• **Given problem a**:
Copy the passage from the forum thread below, starting at "I have a string" and ending with "Location gets overwritten!", including both.

• **Selected text**:
Reputation: 487
I want to store and group different entities on a dictionary given a sentence, their indices in the sentence and entity type.
I have a string like:
text = "My name is David and I live in Miami, but I was born in San Francisco"
And I want to replace entities PERSON and LOCATION in this string via indices, with the following information.
entities = ['PERSON','LOCATION','LOCATION']
start = [11,31,56]
end = [16,36,69]
I've tried this:
def replace_by_index(text: str, entities: List ,start: List,end: List,):
entities_dict = {}
tmp = []
for ent,st,ed in zip(entities,start,end):
entities_dict[ent] = text[st:ed]
return entities_dict
Which obviously doesn't work... Because the first Location gets overwritten!
{'PERSON': 'David', 'LOCATION': 'San Francisco'}
I don't want to use the values of the entities for the logic! statements like:
if ent == 'PERSON':
#logic
This would not work in this case! I want something that could work like this:
def replace_by_index(text: str, entities: List ,start: List,end: List,):
entities_dict = {}
tmp = []
for ent,st,ed in zip(entities,start,end):
entities_dict[ent] = tmp.append(text[st:ed])
return entities_dict
This one returns:
{'PERSON': None, 'LOCATION': None}
DESIRED OUTPUT:
{'PERSON': ['David'], 'LOCATION': ['Miami','San Francisco']}
This is the approach I'm taking to solve a problem and my problem is replacing all entities at the same time given the indices. If I have this dictionary my next step would be to replace the words by their respective entities with string.replace()
. Maybe there's a better approach?
The end goal would be to end up with a string like:
"My name is PERSON_0 and I live in LOCATION_0, but I was born in LOCATION_2"
Upvotes: 1
Views: 92
Reputation: 342
I agree with InfoLearner. It is much easier to set up the dictionary then append to it later. Here is another way to do it.
text = "My name is David and I live in Miami, but I was born in San Francisco"
entities = ['PERSON', 'LOCATION', 'LOCATION']
start = [11, 31, 56]
end = [16, 36, 69]
entities_dict = {ent: [] for ent in set(entities)} # set up dictionary
for st, ed, ent in zip(start, end, entities):
entities_dict[ent].append(text[st:ed]) # append the slice to the item with the appropriate entity
print(entities_dict)
Output:
{'LOCATION': ['Miami', 'San Francisco'], 'PERSON': ['David']}
Upvotes: 1
Reputation: 15608
Try this
r = entities_dic.get(ent,[])
r.append(text[st:ed])
entities_dict[ent] = r
A better approach is to create a dictionary
(start, end): entity
Loop over your sentence tokens.
Replace text[start, end] with dic[(start, end)] where dict is what you create.
Upvotes: 1

• **Material for this task**:
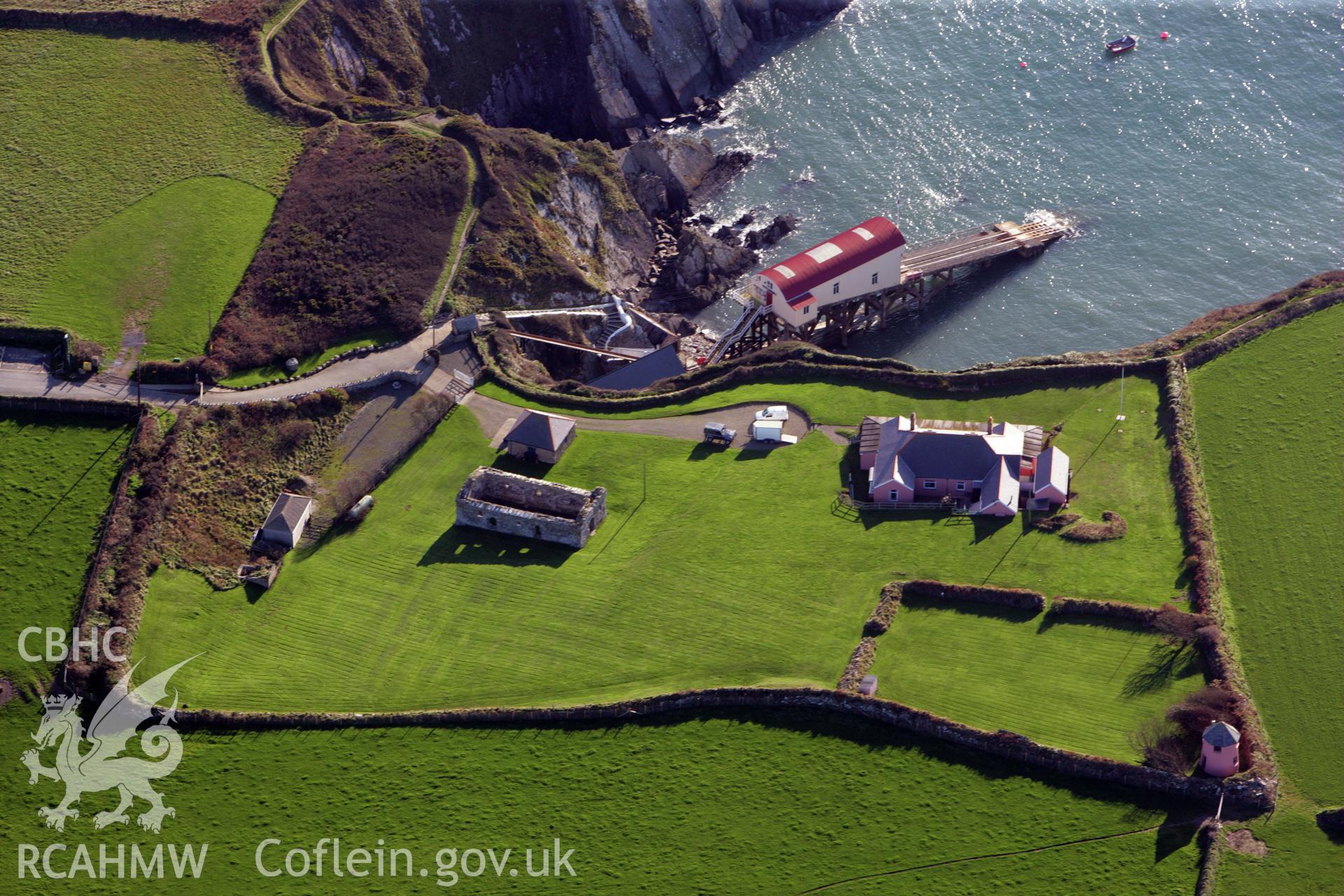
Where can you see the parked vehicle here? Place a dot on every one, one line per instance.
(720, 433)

--

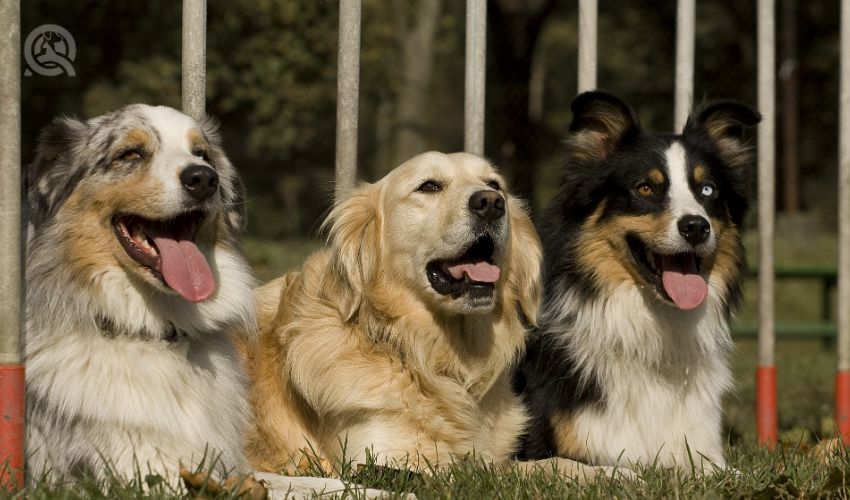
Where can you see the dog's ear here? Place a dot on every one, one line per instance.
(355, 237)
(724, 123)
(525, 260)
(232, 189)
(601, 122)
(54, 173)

• **Given problem b**:
How many lines in the listing above contain the string "Where"? Case matters, and your reply should be only the number.

• **Exercise response a**:
I have a string like:
text = "My name is David and I live in Miami, but I was born in San Francisco"
And I want to replace entities PERSON and LOCATION in this string via indices, with the following information.
entities = ['PERSON','LOCATION','LOCATION']
start = [11,31,56]
end = [16,36,69]
I've tried this:
def replace_by_index(text: str, entities: List ,start: List,end: List,):
entities_dict = {}
tmp = []
for ent,st,ed in zip(entities,start,end):
entities_dict[ent] = text[st:ed]
return entities_dict
Which obviously doesn't work... Because the first Location gets overwritten!

• **Exercise response b**:
2